Problem details: How many lines in the rows below contain the string "distant"? Case counts, so reply with only the number.

+++

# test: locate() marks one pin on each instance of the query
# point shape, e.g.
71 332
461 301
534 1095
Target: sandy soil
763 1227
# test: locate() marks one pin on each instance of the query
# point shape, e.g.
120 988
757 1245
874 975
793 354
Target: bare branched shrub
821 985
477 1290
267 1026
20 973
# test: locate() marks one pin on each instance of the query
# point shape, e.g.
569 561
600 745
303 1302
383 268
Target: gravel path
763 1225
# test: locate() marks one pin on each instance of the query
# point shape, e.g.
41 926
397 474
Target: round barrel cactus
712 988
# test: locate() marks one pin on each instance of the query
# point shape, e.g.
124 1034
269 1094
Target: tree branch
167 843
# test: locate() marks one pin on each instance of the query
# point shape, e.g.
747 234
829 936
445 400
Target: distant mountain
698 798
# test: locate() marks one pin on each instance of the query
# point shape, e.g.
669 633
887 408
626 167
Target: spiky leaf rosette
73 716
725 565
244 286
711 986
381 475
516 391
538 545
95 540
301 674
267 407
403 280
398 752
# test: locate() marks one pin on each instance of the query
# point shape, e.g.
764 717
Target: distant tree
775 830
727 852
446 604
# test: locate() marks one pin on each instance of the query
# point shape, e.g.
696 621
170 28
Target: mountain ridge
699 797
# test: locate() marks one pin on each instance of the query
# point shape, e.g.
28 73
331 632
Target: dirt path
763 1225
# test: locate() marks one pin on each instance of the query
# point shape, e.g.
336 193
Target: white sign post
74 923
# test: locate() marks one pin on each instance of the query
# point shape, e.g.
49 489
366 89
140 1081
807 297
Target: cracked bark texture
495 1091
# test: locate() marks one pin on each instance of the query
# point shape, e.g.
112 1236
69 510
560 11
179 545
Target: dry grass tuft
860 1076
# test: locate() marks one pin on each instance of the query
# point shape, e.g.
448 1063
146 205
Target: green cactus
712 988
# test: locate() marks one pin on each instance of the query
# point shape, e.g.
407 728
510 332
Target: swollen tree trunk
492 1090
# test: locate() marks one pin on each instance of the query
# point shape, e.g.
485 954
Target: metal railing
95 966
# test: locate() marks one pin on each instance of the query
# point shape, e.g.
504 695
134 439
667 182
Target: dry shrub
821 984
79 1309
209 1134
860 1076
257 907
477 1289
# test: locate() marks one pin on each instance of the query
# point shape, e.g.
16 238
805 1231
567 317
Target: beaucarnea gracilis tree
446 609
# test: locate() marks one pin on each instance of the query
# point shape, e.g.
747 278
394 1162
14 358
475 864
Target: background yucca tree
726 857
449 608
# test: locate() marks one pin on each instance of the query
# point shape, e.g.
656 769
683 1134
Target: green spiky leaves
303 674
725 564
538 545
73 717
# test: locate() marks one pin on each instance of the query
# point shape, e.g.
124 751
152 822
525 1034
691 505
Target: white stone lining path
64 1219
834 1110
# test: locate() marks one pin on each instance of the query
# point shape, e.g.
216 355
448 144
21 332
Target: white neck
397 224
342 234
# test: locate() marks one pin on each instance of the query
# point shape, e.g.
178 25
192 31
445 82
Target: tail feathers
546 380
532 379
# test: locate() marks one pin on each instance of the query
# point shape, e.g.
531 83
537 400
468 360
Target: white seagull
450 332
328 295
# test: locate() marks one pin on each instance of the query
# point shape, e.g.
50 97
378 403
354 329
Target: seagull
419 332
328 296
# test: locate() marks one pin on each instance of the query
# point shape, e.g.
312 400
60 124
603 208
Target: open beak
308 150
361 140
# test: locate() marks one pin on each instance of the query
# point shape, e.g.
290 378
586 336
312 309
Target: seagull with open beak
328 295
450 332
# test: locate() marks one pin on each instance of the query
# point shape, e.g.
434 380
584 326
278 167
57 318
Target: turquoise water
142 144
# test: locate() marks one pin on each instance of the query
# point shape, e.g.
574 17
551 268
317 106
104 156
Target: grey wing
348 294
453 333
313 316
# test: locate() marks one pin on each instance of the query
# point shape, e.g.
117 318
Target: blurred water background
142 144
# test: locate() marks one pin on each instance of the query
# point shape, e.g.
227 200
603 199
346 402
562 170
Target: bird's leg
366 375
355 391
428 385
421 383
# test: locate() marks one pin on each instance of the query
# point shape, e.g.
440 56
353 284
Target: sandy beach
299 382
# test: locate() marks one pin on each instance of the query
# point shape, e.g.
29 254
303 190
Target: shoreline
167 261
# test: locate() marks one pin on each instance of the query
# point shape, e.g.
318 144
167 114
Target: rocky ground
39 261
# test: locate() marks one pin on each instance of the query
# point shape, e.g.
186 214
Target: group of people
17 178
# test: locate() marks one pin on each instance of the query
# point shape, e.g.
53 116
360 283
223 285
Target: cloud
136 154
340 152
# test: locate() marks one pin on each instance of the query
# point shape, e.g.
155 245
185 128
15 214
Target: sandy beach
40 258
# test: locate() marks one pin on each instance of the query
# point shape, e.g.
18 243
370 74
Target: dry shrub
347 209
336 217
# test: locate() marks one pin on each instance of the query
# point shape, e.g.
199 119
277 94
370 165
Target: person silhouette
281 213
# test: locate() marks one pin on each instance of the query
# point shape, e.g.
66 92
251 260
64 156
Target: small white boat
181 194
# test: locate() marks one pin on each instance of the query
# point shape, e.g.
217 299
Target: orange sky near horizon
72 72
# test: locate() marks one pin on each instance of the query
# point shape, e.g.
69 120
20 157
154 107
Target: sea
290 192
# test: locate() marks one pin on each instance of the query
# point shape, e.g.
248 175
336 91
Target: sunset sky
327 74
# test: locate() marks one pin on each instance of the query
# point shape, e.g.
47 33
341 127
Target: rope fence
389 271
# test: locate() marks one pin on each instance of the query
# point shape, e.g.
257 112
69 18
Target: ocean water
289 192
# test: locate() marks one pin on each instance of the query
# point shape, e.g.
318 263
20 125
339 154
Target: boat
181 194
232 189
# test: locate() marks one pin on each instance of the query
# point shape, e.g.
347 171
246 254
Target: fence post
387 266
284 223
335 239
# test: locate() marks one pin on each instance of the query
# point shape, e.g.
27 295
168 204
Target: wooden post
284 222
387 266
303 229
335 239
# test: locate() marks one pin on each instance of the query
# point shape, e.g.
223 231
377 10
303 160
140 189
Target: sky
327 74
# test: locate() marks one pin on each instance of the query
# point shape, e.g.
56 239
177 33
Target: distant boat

+++

Solved problem: 3